### TASK
Write out every line of all the entries below verbatim, omitting the pictures.

[Rows from a pointing dataset]
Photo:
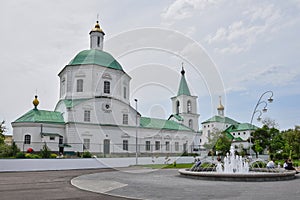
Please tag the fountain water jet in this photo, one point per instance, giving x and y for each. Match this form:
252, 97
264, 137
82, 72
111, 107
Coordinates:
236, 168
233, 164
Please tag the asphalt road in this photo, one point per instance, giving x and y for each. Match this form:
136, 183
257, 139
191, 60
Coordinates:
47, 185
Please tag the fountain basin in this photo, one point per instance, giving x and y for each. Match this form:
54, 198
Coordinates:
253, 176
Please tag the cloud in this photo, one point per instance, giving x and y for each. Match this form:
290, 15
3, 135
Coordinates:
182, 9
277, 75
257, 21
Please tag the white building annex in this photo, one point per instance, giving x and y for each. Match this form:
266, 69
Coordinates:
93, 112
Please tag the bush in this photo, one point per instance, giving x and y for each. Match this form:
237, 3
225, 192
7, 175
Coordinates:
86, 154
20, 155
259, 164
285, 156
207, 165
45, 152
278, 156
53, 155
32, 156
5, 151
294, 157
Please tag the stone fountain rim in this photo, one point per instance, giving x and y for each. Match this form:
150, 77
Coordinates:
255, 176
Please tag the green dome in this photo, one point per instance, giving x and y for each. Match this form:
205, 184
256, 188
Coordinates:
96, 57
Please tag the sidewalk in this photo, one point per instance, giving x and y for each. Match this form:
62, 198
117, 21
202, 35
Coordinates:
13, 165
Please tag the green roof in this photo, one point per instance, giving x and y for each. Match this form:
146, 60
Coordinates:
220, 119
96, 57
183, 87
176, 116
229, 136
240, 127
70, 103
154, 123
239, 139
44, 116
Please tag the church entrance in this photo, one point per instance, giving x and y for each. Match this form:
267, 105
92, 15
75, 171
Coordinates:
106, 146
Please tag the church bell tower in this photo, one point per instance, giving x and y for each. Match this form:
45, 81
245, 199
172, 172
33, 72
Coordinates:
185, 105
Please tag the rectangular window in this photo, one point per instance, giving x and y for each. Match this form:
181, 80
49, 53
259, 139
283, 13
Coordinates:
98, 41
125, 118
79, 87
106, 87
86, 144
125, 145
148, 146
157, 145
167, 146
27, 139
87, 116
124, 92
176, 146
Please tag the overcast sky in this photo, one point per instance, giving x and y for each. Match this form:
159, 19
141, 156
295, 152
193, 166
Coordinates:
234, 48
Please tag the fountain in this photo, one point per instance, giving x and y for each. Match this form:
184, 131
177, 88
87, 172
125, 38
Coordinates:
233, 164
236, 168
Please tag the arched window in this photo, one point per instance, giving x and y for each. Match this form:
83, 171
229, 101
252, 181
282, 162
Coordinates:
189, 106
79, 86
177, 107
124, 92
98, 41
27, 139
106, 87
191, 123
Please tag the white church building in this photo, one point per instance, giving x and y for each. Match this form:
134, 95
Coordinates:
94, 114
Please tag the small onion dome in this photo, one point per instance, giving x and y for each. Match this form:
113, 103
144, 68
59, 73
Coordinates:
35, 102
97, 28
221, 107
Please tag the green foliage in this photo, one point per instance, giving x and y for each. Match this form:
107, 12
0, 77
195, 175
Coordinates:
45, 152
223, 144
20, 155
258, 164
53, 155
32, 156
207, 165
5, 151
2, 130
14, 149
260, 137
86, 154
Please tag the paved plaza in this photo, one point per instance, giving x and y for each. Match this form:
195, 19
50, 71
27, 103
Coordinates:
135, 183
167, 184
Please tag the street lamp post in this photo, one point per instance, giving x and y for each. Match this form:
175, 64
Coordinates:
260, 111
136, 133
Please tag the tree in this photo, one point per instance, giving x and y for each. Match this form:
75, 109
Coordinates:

### SOLUTION TO THIS TASK
Photo:
Please tag the fountain water jet in this photo, one point per instance, giving x and y for each. Match this form:
252, 97
264, 137
82, 72
111, 107
Coordinates:
236, 168
233, 164
Please tag the asphalt road in this photo, one point per instance, giving x and y for each. Match this form:
136, 183
257, 139
191, 60
Coordinates:
47, 185
Please tag the fountain basin in this photo, one point per instance, giving x and y for each. Match this form:
54, 198
Coordinates:
253, 176
Please tag the cloud in this photo, one point per instance, giving x and y for each. Match this form:
290, 15
3, 135
Coordinates:
182, 9
277, 75
257, 21
Please tag the white building annex in this photo, one point per instance, giving x and y for each. Match this form:
266, 69
Coordinates:
93, 112
Please tag the bush in this photo, one point per instance, giving x and y for each. Match this form:
237, 3
225, 192
7, 175
Coordinates:
86, 154
20, 155
259, 164
285, 156
207, 165
45, 152
278, 156
53, 155
32, 156
5, 151
294, 157
Please tag the stone fountain rim in this photo, one point per instance, giving x and y for each. Match this form:
150, 77
Coordinates:
255, 176
Please tag the green dome in this photo, one point per instance, giving x and y for each. Match this form:
205, 184
256, 188
Coordinates:
96, 57
Please tag the sidewalk in this photo, one point per instance, giving x and y for each. Match this form:
62, 198
117, 21
202, 35
Coordinates:
13, 165
Please tag the green roof in this photo, one point per instance, giving x and y for each. Match this form:
146, 60
Coordinates:
220, 119
96, 57
183, 87
176, 116
229, 136
240, 127
70, 103
154, 123
239, 139
44, 116
Please tag the church entrance in this photo, one point per instance, giving x and y for each. Match this form:
267, 105
92, 15
75, 171
Coordinates:
106, 146
Please tag the church bell tower in this photo, one point per instance, giving x and y for each. Match this form:
45, 81
245, 199
172, 172
33, 72
Coordinates:
185, 105
Please tag the rectangular window in this photo, one point per instance, giving x and y for each. Match this form:
181, 80
49, 53
259, 139
283, 13
Coordinates:
98, 41
125, 118
79, 87
106, 87
86, 144
125, 145
148, 146
157, 145
167, 146
27, 139
87, 116
124, 92
176, 146
Please tag the overcast sky in this photo, one point per instance, giving x and y for each. Match this form:
159, 19
141, 156
295, 152
193, 166
Coordinates:
234, 48
Please tag the fountain in this photo, one point per instance, giving x and y for each. Match this form:
184, 131
177, 88
87, 172
125, 38
Coordinates:
233, 164
236, 168
Please tag the arched window in this photo, one point per instance, giving x and y for each. Match this form:
83, 171
229, 101
252, 181
282, 162
Coordinates:
189, 106
79, 86
177, 107
124, 92
98, 41
27, 139
106, 87
191, 123
Please tag the white church building in this photo, one point per instance, giving x and y for each. Match this form:
134, 95
Coordinates:
94, 114
Please tag the small onion dome in this photo, one point per instance, giving x and y for each. Match this form:
113, 103
144, 68
59, 73
Coordinates:
35, 102
97, 28
221, 107
Please tag the green foliage in this photo, one point per instance, giving x and y for each. Match this form:
107, 12
0, 77
195, 175
Coordinates:
45, 152
223, 144
20, 155
258, 164
53, 155
32, 156
207, 165
5, 151
2, 130
14, 149
260, 137
86, 154
Please tag the paved plaza in this photo, one point per instance, giving x and y for each. Match this form:
195, 19
50, 71
27, 103
Coordinates:
135, 183
167, 184
Please tag the street lamp post in this photo, one point per instance, giving x and y for each. Match this form:
175, 64
Coordinates:
260, 111
136, 133
Please tag the tree in this photo, one point per instance, giving x and y for each. Match this form:
75, 109
Coordinates:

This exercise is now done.